### Directions
Return, word for word, the lines of the listing below from the one with "Target: rear door" through the one with "Target: off-road tire", and no other lines.
[Task inputs]
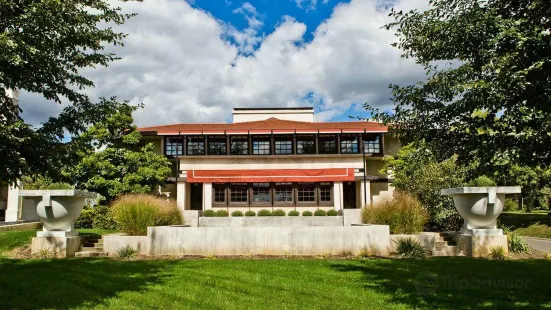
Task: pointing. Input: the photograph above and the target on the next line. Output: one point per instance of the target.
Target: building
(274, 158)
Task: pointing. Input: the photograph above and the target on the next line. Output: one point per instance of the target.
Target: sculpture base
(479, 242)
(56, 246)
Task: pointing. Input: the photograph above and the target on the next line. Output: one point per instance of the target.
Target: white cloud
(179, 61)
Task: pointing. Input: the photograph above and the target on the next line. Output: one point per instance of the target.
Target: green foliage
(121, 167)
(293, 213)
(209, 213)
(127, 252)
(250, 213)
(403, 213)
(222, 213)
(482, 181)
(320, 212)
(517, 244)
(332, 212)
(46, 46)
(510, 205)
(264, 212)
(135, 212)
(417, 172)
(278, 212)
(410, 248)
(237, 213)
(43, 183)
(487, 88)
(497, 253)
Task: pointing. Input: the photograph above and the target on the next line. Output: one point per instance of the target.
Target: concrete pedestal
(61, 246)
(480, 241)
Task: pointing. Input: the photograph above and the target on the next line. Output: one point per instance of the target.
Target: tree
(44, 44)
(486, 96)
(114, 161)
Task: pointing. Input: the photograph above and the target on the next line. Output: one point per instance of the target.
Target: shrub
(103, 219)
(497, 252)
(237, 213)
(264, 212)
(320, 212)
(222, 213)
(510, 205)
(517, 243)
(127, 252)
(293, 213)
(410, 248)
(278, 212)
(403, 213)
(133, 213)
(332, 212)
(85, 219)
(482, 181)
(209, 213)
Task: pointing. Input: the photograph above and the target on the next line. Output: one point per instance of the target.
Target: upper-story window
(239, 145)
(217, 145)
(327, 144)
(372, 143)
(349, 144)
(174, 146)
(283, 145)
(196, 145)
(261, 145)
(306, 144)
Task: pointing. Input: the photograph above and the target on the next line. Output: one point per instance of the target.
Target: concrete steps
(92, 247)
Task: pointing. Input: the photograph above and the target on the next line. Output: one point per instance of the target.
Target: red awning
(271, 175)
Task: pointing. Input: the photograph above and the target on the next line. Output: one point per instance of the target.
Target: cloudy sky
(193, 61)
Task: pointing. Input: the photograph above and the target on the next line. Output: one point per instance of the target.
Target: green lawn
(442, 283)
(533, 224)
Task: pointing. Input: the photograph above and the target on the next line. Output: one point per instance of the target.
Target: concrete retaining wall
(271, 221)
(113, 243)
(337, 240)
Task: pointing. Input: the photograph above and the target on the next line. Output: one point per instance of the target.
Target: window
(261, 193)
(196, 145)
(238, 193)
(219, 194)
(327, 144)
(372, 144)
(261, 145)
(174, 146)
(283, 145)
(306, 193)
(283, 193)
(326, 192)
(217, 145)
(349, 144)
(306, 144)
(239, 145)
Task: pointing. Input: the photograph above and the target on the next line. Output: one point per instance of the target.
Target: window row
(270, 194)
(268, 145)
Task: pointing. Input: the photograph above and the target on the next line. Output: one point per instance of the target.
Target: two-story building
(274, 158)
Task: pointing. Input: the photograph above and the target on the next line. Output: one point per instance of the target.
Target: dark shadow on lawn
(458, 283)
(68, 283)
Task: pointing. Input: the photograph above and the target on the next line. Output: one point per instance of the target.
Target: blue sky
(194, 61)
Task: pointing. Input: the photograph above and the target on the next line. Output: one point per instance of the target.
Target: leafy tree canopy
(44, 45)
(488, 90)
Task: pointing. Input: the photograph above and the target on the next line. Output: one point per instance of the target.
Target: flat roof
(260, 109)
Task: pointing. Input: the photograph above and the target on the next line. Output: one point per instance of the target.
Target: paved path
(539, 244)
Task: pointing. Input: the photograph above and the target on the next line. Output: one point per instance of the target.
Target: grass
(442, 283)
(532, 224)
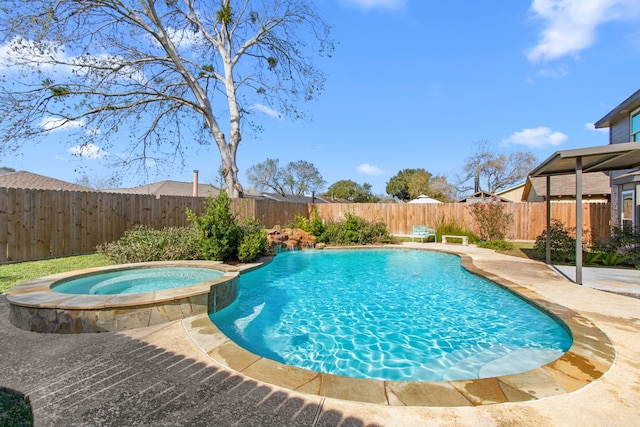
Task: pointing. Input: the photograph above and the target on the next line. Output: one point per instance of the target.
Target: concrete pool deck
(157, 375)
[/Task inputs]
[Task inputs]
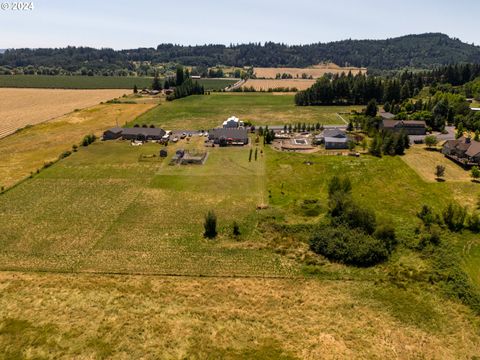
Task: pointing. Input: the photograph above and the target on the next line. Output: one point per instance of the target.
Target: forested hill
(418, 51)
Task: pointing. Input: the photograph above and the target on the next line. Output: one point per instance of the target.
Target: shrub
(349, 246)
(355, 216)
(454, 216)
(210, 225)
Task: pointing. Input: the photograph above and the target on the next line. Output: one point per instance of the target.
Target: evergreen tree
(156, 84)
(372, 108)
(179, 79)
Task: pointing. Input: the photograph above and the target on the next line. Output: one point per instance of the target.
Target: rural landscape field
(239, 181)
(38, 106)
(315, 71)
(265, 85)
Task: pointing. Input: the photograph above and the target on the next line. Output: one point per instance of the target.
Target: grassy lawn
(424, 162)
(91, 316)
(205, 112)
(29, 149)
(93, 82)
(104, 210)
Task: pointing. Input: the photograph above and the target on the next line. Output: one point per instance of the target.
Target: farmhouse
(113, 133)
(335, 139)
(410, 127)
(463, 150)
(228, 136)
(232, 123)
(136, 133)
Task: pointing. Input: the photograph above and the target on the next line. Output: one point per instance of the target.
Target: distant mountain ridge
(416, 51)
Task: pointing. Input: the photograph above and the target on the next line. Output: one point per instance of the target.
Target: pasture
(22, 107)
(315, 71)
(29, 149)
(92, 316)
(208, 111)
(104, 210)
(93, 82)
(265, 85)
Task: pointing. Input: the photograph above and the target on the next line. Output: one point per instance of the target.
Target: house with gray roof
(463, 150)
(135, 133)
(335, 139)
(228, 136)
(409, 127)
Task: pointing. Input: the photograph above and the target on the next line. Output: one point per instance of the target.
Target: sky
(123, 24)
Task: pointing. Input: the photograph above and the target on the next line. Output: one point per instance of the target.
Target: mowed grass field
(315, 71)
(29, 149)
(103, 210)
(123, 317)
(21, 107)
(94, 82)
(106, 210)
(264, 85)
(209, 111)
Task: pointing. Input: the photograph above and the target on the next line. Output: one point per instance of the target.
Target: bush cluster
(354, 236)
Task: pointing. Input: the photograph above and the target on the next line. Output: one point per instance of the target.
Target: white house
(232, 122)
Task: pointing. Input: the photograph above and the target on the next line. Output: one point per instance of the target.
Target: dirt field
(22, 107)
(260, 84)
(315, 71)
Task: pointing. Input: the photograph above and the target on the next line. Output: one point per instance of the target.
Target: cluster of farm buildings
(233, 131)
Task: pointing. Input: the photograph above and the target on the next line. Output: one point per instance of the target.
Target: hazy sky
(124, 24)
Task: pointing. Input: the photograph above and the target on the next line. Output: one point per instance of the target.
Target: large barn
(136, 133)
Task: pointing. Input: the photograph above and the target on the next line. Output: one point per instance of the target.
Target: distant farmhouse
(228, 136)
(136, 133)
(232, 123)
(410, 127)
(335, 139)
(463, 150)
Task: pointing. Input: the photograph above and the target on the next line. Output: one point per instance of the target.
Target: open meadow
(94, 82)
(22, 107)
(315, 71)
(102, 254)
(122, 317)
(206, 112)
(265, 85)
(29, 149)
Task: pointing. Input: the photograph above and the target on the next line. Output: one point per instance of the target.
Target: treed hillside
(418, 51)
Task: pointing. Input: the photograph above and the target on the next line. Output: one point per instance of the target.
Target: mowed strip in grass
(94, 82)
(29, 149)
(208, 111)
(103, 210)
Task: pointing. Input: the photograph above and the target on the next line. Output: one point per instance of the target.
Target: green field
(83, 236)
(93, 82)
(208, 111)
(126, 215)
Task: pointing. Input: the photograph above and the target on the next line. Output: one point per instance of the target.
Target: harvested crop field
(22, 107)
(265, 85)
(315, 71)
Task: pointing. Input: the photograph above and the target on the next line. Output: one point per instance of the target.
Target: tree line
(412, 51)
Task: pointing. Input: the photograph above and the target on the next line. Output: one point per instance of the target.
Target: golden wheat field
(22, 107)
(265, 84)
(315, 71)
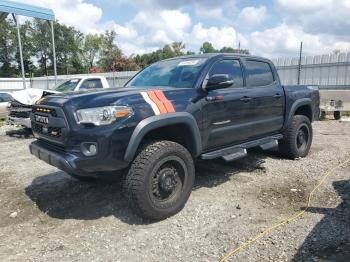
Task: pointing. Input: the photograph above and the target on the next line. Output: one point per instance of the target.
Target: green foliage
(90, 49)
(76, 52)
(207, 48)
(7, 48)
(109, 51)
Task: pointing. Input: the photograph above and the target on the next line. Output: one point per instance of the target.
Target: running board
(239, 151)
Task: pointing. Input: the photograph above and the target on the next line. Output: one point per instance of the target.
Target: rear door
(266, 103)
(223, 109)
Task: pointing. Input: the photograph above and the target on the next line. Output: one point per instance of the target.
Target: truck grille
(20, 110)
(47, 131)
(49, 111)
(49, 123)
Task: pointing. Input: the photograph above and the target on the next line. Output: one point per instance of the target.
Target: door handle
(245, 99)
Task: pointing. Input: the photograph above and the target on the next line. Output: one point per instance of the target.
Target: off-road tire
[/Task inputs]
[Task inputs]
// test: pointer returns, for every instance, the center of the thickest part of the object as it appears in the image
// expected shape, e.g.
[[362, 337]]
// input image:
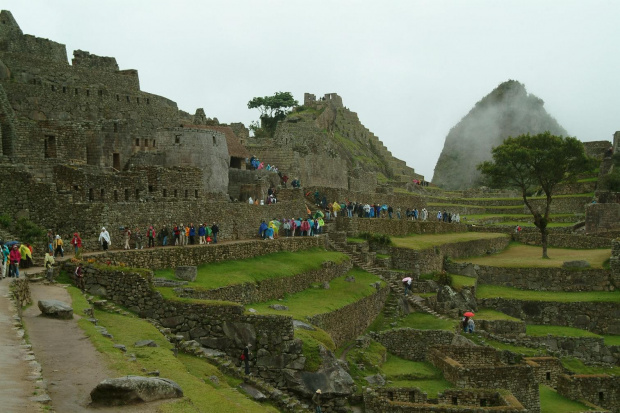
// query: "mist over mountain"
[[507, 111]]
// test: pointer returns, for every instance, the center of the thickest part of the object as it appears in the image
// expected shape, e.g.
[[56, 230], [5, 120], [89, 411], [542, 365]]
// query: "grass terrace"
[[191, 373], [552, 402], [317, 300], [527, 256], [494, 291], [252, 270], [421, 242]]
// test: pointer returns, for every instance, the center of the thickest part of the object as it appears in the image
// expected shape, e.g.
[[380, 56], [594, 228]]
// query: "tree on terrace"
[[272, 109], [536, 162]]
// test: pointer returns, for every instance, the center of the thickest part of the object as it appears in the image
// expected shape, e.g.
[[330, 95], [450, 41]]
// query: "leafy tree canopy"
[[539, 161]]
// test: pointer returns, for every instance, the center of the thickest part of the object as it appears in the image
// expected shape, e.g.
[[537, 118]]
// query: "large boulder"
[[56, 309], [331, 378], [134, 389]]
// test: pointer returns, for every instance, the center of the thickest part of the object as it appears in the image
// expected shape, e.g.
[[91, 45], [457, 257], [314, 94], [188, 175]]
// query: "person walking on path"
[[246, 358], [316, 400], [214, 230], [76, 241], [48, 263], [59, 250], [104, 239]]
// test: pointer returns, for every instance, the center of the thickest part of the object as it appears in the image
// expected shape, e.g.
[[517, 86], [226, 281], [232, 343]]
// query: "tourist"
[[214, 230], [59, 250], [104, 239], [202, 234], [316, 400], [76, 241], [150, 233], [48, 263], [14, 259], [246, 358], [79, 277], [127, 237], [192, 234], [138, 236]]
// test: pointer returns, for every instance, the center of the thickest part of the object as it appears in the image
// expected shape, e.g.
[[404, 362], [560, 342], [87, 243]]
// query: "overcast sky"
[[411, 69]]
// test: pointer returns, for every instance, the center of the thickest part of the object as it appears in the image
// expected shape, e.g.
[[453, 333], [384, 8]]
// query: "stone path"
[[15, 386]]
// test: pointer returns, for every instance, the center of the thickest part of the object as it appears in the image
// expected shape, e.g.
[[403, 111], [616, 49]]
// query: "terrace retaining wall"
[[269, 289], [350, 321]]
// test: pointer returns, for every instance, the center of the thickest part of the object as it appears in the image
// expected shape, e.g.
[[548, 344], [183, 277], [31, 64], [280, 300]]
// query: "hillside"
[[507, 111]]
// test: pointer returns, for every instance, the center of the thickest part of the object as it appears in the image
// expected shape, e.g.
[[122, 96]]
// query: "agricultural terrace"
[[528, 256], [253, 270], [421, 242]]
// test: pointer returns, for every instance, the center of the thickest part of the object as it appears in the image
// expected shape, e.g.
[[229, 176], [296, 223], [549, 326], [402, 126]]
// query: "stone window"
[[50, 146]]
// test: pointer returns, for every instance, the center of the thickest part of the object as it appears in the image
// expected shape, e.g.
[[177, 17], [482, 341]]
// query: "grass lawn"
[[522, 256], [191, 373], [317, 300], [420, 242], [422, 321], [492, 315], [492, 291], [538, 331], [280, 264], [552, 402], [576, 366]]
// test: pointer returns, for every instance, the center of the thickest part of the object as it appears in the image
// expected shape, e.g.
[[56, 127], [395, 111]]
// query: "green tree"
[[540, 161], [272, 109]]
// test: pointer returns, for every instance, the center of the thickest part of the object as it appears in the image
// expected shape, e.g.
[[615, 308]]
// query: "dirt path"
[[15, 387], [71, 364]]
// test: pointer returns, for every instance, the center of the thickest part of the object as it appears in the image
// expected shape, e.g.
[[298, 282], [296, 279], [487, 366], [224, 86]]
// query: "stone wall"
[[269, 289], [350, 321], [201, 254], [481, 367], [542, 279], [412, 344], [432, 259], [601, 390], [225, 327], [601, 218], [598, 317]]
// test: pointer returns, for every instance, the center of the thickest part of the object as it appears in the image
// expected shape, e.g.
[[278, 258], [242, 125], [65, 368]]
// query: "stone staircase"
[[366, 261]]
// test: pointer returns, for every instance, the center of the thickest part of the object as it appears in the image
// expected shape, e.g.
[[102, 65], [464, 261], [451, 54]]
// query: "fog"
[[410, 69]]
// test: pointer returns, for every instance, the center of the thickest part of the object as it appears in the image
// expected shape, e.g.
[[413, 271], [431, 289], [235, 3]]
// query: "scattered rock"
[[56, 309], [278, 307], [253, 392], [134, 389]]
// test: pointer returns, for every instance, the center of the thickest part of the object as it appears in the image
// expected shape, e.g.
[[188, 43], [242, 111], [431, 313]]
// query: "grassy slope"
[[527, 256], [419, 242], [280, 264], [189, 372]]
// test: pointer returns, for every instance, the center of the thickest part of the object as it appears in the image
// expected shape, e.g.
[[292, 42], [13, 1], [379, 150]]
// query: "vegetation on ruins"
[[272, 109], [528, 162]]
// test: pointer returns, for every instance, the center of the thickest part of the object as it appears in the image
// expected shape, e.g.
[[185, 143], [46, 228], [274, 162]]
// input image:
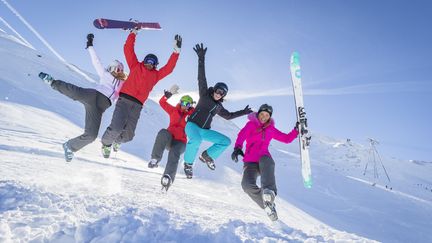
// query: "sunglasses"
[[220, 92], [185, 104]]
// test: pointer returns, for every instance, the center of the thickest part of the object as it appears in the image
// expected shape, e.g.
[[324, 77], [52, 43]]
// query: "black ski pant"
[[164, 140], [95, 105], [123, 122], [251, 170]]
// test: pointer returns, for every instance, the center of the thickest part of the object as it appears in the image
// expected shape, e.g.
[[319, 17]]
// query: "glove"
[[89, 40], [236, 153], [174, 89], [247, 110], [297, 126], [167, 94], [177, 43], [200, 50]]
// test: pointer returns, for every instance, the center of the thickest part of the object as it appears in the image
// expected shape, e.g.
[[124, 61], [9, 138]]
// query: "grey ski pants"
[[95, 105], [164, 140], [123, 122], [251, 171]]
[/Task inputs]
### Solved problem
Target: rear door
(266, 103)
(223, 109)
Task: pointing. Input: the photograph above and the target on the next line. Output: one point per instance of the target.
Target: truck grille
(20, 110)
(47, 131)
(49, 111)
(49, 123)
Task: pointing. Input: the photograph above and the target on the next line. Output: one point per instance of the target.
Target: door handle
(245, 99)
Task: pointing. Input: the photograph above and the target on the next line. Output: one point per instance of the target.
Target: off-road tire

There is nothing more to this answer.